Entries supplied.

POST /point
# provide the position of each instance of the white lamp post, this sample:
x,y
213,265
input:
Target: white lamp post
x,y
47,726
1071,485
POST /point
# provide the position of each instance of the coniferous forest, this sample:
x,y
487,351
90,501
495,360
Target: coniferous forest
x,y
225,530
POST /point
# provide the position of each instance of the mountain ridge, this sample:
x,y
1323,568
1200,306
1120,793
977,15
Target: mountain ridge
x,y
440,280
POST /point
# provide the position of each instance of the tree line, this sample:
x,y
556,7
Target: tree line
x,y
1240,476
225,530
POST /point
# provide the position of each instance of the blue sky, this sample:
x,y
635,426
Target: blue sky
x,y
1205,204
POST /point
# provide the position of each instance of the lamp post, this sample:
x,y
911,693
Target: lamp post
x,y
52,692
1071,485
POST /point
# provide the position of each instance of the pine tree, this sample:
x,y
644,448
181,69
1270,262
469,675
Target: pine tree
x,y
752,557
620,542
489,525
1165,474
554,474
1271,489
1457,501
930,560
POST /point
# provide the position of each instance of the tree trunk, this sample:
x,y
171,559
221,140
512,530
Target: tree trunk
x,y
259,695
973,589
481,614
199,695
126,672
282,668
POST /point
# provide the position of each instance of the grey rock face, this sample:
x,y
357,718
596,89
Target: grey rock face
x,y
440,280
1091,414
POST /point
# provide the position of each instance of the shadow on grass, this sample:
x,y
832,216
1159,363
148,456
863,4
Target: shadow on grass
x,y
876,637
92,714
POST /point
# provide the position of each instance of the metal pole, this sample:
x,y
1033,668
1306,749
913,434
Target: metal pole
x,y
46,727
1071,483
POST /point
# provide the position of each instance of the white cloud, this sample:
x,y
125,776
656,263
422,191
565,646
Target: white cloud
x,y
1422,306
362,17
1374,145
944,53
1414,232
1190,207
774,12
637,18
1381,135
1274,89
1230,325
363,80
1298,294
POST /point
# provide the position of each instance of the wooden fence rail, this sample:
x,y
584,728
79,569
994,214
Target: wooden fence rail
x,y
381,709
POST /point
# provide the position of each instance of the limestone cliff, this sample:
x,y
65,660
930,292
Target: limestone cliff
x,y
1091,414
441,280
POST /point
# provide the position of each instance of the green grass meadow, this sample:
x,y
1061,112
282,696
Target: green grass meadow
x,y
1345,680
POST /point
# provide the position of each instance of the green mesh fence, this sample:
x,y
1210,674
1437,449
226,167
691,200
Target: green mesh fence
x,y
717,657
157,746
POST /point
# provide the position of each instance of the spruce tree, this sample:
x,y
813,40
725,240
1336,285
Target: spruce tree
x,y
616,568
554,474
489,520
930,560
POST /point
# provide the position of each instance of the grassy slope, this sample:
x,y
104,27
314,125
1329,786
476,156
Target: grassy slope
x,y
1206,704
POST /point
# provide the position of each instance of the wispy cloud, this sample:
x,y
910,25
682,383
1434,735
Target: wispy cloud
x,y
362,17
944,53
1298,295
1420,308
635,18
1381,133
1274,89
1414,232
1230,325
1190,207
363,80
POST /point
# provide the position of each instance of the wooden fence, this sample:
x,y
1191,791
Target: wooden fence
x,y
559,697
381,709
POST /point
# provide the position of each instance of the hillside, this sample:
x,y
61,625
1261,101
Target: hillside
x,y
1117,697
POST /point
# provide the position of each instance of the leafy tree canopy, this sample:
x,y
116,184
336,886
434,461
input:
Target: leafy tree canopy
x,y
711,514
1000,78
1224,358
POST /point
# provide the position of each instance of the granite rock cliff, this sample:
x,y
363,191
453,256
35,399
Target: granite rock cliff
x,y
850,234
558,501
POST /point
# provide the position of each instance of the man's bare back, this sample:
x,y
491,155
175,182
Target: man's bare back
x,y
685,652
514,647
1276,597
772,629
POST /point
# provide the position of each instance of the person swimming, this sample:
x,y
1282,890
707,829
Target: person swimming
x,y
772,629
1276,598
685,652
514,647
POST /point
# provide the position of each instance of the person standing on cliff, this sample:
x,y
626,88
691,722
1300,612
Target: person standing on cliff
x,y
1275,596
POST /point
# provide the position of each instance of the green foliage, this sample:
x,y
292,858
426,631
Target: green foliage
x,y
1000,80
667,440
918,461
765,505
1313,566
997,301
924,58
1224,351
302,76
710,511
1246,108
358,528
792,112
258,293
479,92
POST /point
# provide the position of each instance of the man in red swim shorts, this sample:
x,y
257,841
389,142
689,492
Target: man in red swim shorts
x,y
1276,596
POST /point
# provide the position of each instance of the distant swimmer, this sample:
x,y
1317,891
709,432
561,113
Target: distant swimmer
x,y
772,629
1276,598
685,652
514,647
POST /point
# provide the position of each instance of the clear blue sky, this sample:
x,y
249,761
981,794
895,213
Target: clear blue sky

Task statement. Every line that includes "clear" must be copied from the material above.

Answer.
# provide the position of each instance of the clear blue sky, this sample:
Target: clear blue sky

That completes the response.